+++ Given passage +++

# RPM required to simulate Earth's gravity (Centrifugal acceleration)

• jwlgrant
In summary, the problem is to determine how many RPMs a section of a spacecraft with a radius of 30 meters must rotate at to simulate one Earth gravity. One method used a formula of A = V^2/R and the other used ω = √(A/r) with RPM = 60ω/2∏ to solve for the answer. The correct answer is 5.5 RPM, not 14 RPM.
jwlgrant

## Homework Statement

Here's the problem: "On a journey to Mars, one design is to have a section of the spacecraft rotate to simulate gravity. If the radius of this section is 30 meters, how many RPMs must it rotate to simulate one Earth gravity (1 g = 9.8 meters/sec^2)?"

## Homework Equations

$A = \frac{V^2}{R}$

## The Attempt at a Solution

I completed this problem, getting an answer of 5.5 RPM. Apparently I was wrong, and the answer should have been 14 RPM. I asked my instructor about it, and he showed me the calculations used to get 14 RPM, but it still didn't quite make sense to me.

Here's the process my instructor used to solve the problem:
Circumference is C = 2∏(30) = 188 meters.

1 rpm is like rotating 1 full circular rotation every minute, so 188/60 = 3.1 meters/sec.

Then V = 3.1 meters/sec x RPM.

Then A = (3.1 RPM)^2/188 = 0.05 x rpm^2.

So: 9.8 = 0.05rpm^2

RPM = 14

--

Here's my process:
A = 9.8 (m)/(s^2)
R = 30 m
V = √(AR)
V = 17.15 m/s

1 revolution = circumference = 2∏30 m
[1 revolution/(2∏30 m)] * [60s/1 min] (1 rev is equal to 2π30m and sixty seconds is equal to one minute)
V = (17.15 m/s)/∏ RPM
V = 5.5 RPM

--

I realize, of course, that we both used different methods to get the answer. I thought I did it wrong, so I solved the problem again, using his method, to try to get the correct answer. He used 188m for the radius component when solving for A=V^2/R, but when I used 30m I got an answer of 5.5RPM. The radius, 30m, should be used in that equation, not 188m, right?

I would greatly appreciate any help in understanding this problem. I can't tell where/how I went wrong in solving it.

jwlgrant said:

## Homework Statement

Here's the problem: "On a journey to Mars, one design is to have a section of the spacecraft rotate to simulate gravity. If the radius of this section is 30 meters, how many RPMs must it rotate to simulate one Earth gravity (1 g = 9.8 meters/sec^2)?"

## Homework Equations

$A = \frac{V^2}{R}$

## The Attempt at a Solution

I completed this problem, getting an answer of 5.5 RPM. Apparently I was wrong, and the answer should have been 14 RPM. I asked my instructor about it, and he showed me the calculations used to get 14 RPM, but it still didn't quite make sense to me.

+++ Data lines +++

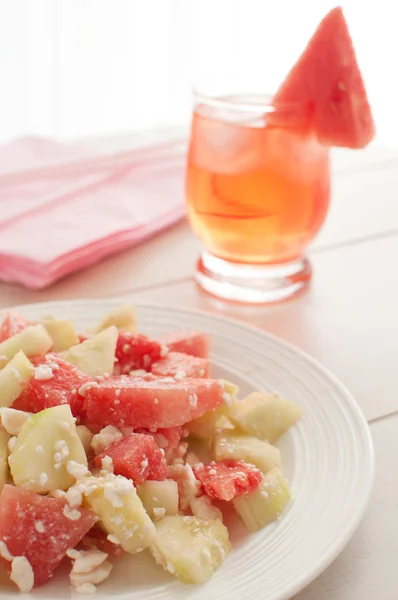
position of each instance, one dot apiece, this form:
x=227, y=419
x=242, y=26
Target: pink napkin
x=63, y=208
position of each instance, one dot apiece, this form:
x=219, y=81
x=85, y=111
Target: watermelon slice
x=38, y=528
x=168, y=438
x=326, y=80
x=62, y=386
x=135, y=351
x=188, y=342
x=227, y=479
x=136, y=457
x=151, y=402
x=180, y=365
x=12, y=323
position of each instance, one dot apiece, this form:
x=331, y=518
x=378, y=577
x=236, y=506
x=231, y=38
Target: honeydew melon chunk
x=265, y=416
x=85, y=436
x=204, y=427
x=14, y=378
x=12, y=420
x=114, y=499
x=62, y=333
x=266, y=503
x=158, y=495
x=4, y=469
x=250, y=449
x=123, y=317
x=95, y=356
x=44, y=446
x=33, y=341
x=190, y=548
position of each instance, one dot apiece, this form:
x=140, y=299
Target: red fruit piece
x=62, y=388
x=227, y=479
x=36, y=527
x=181, y=365
x=81, y=337
x=12, y=324
x=326, y=81
x=136, y=457
x=135, y=351
x=165, y=438
x=151, y=402
x=188, y=342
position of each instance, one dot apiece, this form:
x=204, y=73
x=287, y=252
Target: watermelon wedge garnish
x=327, y=82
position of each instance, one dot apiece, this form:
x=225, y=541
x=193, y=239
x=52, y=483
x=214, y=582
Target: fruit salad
x=99, y=456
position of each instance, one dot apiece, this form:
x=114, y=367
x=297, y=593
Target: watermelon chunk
x=150, y=401
x=169, y=437
x=136, y=457
x=227, y=479
x=326, y=80
x=12, y=323
x=135, y=351
x=36, y=527
x=61, y=388
x=188, y=342
x=178, y=364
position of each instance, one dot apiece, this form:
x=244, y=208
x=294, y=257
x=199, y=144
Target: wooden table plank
x=348, y=320
x=367, y=568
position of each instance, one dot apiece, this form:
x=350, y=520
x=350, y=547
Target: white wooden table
x=348, y=320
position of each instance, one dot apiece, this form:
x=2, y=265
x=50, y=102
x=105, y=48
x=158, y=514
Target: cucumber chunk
x=14, y=378
x=191, y=548
x=250, y=449
x=114, y=499
x=96, y=356
x=44, y=446
x=265, y=504
x=159, y=497
x=62, y=333
x=265, y=416
x=4, y=469
x=33, y=341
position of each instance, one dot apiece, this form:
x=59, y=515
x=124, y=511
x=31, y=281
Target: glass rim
x=227, y=102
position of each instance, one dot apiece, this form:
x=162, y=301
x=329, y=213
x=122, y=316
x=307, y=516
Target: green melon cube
x=45, y=445
x=62, y=333
x=266, y=503
x=14, y=378
x=265, y=416
x=250, y=449
x=114, y=499
x=95, y=356
x=159, y=498
x=33, y=341
x=191, y=548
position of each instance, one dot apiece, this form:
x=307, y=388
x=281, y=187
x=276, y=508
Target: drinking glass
x=257, y=192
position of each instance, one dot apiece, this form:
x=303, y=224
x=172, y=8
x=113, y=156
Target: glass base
x=252, y=284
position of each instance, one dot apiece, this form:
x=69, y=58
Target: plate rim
x=337, y=546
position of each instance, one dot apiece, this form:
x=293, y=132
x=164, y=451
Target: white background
x=75, y=68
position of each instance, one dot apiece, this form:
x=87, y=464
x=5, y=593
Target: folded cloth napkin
x=63, y=209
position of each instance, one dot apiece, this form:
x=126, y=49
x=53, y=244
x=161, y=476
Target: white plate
x=327, y=457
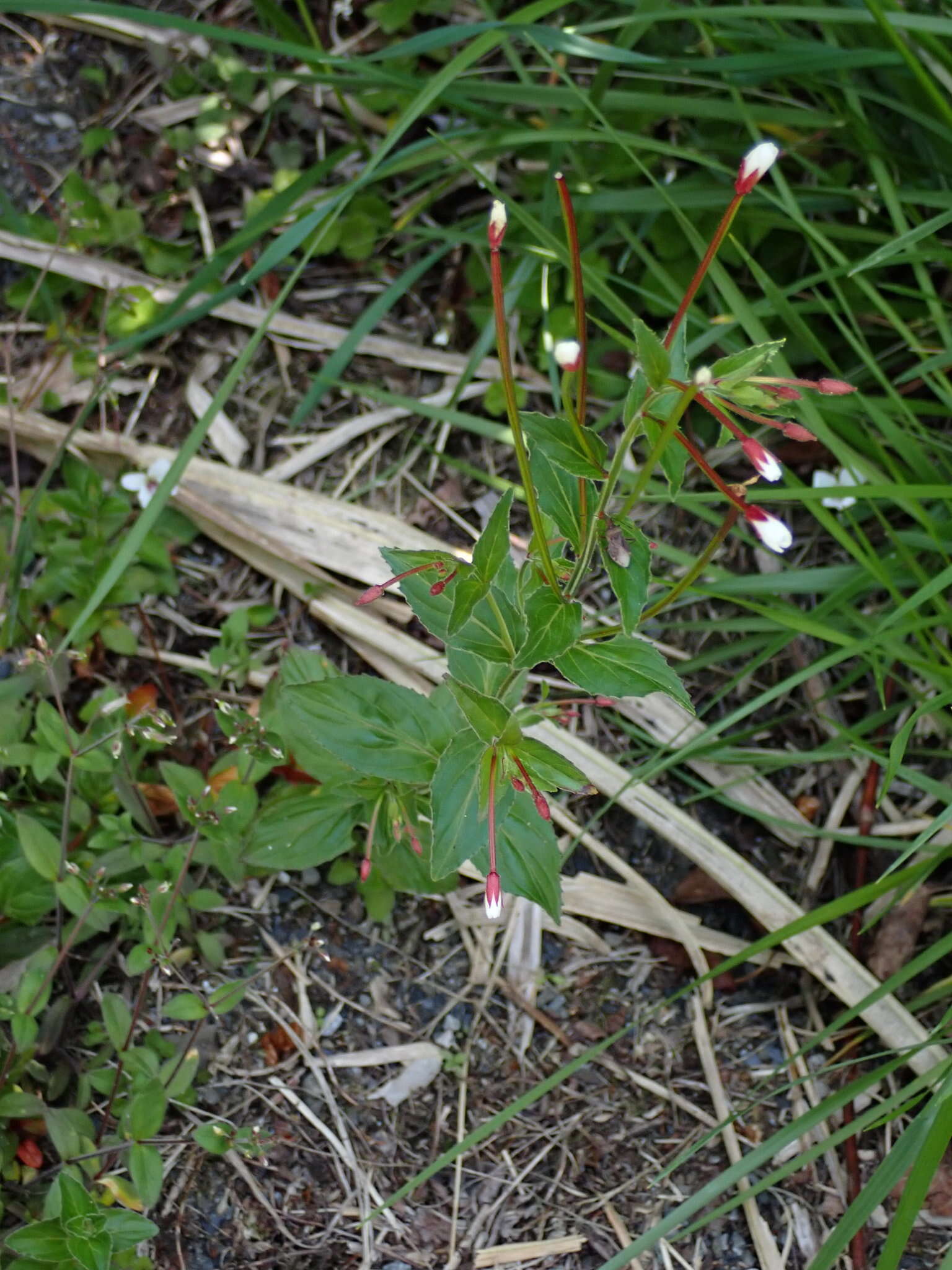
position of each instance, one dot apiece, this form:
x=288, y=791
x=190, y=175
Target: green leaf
x=146, y=1110
x=24, y=1029
x=52, y=732
x=68, y=1128
x=40, y=848
x=547, y=769
x=621, y=667
x=459, y=822
x=226, y=996
x=305, y=666
x=559, y=494
x=564, y=445
x=146, y=1170
x=628, y=582
x=493, y=546
x=528, y=858
x=177, y=1073
x=491, y=633
x=20, y=1106
x=466, y=590
x=552, y=625
x=674, y=456
x=302, y=830
x=379, y=728
x=733, y=370
x=653, y=355
x=488, y=718
x=214, y=1139
x=42, y=1241
x=117, y=1019
x=126, y=1230
x=433, y=611
x=186, y=1006
x=90, y=1251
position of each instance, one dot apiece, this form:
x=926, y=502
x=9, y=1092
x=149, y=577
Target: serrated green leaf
x=552, y=625
x=628, y=582
x=226, y=996
x=20, y=1106
x=90, y=1251
x=459, y=821
x=466, y=590
x=653, y=355
x=488, y=718
x=674, y=456
x=547, y=769
x=379, y=728
x=527, y=858
x=126, y=1230
x=40, y=848
x=178, y=1073
x=736, y=367
x=564, y=446
x=42, y=1241
x=214, y=1139
x=299, y=830
x=186, y=1008
x=117, y=1019
x=621, y=667
x=559, y=494
x=493, y=545
x=146, y=1170
x=146, y=1110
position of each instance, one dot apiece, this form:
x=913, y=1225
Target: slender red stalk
x=493, y=761
x=703, y=267
x=710, y=473
x=571, y=233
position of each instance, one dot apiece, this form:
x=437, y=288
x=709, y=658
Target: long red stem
x=493, y=761
x=571, y=233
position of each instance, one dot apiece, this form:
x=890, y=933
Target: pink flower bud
x=496, y=224
x=754, y=164
x=369, y=595
x=772, y=533
x=835, y=388
x=568, y=355
x=494, y=897
x=798, y=432
x=762, y=459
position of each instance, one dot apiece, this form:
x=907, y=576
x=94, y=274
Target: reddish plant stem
x=161, y=671
x=702, y=269
x=866, y=815
x=571, y=233
x=719, y=482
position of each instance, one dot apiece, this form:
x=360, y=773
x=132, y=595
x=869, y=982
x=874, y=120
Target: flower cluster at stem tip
x=706, y=390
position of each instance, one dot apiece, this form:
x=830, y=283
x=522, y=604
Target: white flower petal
x=159, y=470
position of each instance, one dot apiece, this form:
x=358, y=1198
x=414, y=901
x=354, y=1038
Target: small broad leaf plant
x=434, y=781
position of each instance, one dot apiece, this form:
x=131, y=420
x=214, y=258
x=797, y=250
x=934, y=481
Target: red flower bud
x=494, y=895
x=369, y=595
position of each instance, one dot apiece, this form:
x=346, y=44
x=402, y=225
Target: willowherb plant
x=452, y=778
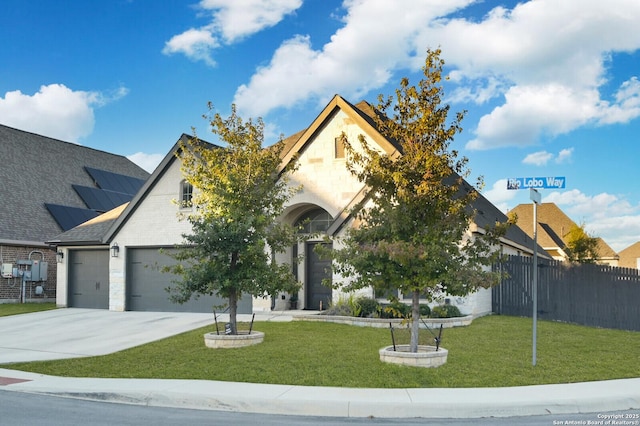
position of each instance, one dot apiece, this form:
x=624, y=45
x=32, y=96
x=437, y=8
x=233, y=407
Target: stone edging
x=384, y=322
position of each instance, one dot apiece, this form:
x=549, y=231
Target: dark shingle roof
x=629, y=256
x=37, y=170
x=553, y=227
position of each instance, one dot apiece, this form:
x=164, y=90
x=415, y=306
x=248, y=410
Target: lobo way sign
x=542, y=183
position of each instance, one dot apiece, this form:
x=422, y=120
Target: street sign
x=556, y=182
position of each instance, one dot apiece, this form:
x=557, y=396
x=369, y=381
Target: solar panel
x=100, y=199
x=70, y=217
x=115, y=181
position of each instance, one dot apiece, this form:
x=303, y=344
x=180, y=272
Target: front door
x=318, y=296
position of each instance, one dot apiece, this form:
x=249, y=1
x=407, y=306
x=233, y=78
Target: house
x=129, y=248
x=630, y=257
x=553, y=228
x=50, y=186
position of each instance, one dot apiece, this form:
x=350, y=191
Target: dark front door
x=89, y=279
x=318, y=296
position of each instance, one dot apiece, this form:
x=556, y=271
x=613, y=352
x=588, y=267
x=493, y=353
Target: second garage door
x=146, y=285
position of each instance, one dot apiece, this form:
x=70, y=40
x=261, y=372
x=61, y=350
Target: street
x=22, y=409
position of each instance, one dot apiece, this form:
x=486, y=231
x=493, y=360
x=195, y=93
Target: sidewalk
x=592, y=397
x=102, y=333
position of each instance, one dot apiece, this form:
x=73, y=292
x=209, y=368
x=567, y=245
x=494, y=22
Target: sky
x=550, y=87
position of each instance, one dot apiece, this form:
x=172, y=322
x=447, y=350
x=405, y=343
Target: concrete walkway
x=103, y=333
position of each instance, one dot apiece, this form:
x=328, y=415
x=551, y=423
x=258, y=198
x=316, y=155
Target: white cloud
x=55, y=111
x=542, y=158
x=564, y=156
x=547, y=60
x=231, y=21
x=235, y=20
x=194, y=44
x=359, y=57
x=551, y=58
x=499, y=195
x=148, y=162
x=539, y=158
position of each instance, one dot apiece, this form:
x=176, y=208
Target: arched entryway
x=315, y=223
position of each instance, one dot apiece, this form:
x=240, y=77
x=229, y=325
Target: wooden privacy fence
x=593, y=295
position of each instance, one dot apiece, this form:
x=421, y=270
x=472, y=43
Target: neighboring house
x=553, y=227
x=630, y=257
x=150, y=221
x=49, y=186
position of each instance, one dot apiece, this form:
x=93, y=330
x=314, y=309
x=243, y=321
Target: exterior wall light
x=115, y=250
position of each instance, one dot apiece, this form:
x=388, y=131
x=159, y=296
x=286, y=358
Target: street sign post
x=533, y=183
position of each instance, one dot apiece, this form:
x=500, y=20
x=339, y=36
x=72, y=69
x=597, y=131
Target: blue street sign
x=556, y=182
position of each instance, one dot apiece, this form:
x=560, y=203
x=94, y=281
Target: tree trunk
x=233, y=298
x=233, y=311
x=415, y=320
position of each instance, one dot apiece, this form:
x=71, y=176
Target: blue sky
x=550, y=86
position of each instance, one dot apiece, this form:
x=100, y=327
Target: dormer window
x=186, y=194
x=339, y=147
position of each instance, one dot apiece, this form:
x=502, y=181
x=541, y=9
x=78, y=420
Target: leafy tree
x=413, y=235
x=239, y=194
x=581, y=247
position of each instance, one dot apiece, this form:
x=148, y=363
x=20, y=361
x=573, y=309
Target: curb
x=590, y=397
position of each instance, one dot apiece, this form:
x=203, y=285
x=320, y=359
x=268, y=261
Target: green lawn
x=24, y=308
x=493, y=351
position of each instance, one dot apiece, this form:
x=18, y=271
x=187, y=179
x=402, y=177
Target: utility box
x=7, y=270
x=33, y=270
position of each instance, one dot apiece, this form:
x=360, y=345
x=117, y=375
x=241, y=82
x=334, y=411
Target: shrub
x=396, y=309
x=445, y=311
x=425, y=311
x=368, y=307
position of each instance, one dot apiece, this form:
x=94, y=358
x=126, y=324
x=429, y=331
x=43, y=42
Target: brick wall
x=11, y=288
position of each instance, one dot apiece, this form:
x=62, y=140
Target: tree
x=239, y=194
x=413, y=235
x=581, y=247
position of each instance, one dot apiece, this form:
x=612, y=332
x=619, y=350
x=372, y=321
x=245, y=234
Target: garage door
x=146, y=285
x=89, y=279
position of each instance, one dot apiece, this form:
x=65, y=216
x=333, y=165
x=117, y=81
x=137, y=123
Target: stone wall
x=11, y=288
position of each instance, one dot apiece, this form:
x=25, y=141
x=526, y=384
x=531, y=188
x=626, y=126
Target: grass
x=493, y=351
x=7, y=309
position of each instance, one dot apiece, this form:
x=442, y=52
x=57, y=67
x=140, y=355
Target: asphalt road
x=18, y=409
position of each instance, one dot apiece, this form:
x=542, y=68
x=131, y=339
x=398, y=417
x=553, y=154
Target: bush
x=396, y=310
x=445, y=311
x=368, y=307
x=425, y=311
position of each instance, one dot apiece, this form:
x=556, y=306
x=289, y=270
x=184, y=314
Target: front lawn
x=493, y=351
x=24, y=308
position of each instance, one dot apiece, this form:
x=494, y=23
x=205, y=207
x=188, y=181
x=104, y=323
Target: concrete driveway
x=73, y=332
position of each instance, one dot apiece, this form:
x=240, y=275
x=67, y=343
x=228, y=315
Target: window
x=339, y=147
x=186, y=194
x=317, y=220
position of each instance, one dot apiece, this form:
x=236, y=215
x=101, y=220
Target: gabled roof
x=361, y=113
x=553, y=227
x=629, y=256
x=37, y=170
x=91, y=232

+++

● **Your goal**: In the forum thread on simulating Earth's gravity, what is the radius of the rotating spacecraft section?

● **Solution to the exercise**: 30 meters